# WORK TO BE COMPLETED
Please format every line of the data below as a JSON list of strings, one string per line, leaving out blank lines and any pictures.
-- Start of RAW RECORDS --
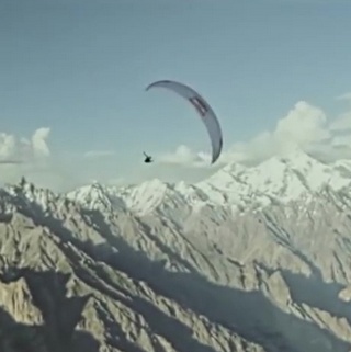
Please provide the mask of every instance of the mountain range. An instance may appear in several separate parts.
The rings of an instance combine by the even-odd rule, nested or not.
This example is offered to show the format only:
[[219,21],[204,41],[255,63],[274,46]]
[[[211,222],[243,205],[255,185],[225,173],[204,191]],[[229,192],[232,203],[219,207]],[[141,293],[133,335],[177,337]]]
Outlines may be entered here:
[[[351,351],[351,161],[0,190],[0,350]],[[20,338],[19,338],[20,337]]]

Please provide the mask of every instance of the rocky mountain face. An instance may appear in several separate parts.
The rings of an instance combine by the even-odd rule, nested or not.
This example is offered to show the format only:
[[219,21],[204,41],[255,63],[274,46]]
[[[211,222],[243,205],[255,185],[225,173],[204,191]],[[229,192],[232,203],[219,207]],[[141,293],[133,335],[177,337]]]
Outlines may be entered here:
[[0,351],[351,351],[351,162],[0,190]]

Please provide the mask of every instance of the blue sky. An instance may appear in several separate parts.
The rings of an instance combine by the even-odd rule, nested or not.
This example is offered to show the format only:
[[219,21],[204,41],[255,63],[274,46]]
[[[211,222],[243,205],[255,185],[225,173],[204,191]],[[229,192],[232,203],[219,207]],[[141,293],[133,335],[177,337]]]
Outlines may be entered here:
[[[52,164],[87,179],[174,174],[145,171],[143,150],[210,143],[186,102],[148,83],[199,90],[226,148],[273,130],[298,101],[337,116],[351,91],[350,13],[347,0],[1,0],[0,132],[48,127]],[[115,155],[84,159],[91,150]]]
-- End of RAW RECORDS --
# OUTPUT OF THE EXERCISE
[
  "Please provide the mask of every instance of the mountain range. An instance may appear in several separate parts.",
  "The rings of an instance combine by the even-odd rule, nested or not.",
  "This example is offered to show the format only:",
  "[[219,21],[204,41],[255,63],[274,46]]",
  "[[[211,222],[243,205],[255,185],[225,173],[204,191]],[[229,192],[232,203],[219,207]],[[141,293],[133,335],[177,337]]]",
  "Outlines may be entered here:",
  "[[[351,351],[351,161],[0,190],[0,350]],[[20,338],[19,338],[20,337]]]",
  "Please provide the mask of every instance of the rocky mountain face. An instance may appear in several separate parts.",
  "The rings of an instance combine by the even-odd rule, nested or not.",
  "This example is offered to show the format only:",
  "[[219,21],[204,41],[255,63],[274,46]]",
  "[[[211,222],[243,205],[255,185],[225,173],[204,191]],[[229,192],[232,203],[219,207]],[[141,293],[133,335],[177,337]]]",
  "Outlines may be entered here:",
  "[[0,351],[351,351],[351,162],[0,190]]",
  "Please provide the mask of every instance of the blue sky. An instance may appear in several separate parts.",
  "The rings of an instance combine by the even-odd rule, nested or not.",
  "This example is offered to show the format only:",
  "[[219,21],[204,41],[255,63],[274,46]]",
  "[[[211,222],[243,205],[255,185],[225,173],[204,191]],[[229,192],[232,203],[219,207]],[[141,293],[133,335],[177,337]]]",
  "Outlines may be entered here:",
  "[[[52,164],[87,179],[174,174],[145,171],[143,150],[210,143],[186,102],[148,83],[199,90],[226,148],[273,130],[298,101],[337,116],[351,91],[350,13],[347,0],[1,0],[0,132],[48,127]],[[115,155],[84,159],[91,150]]]"
]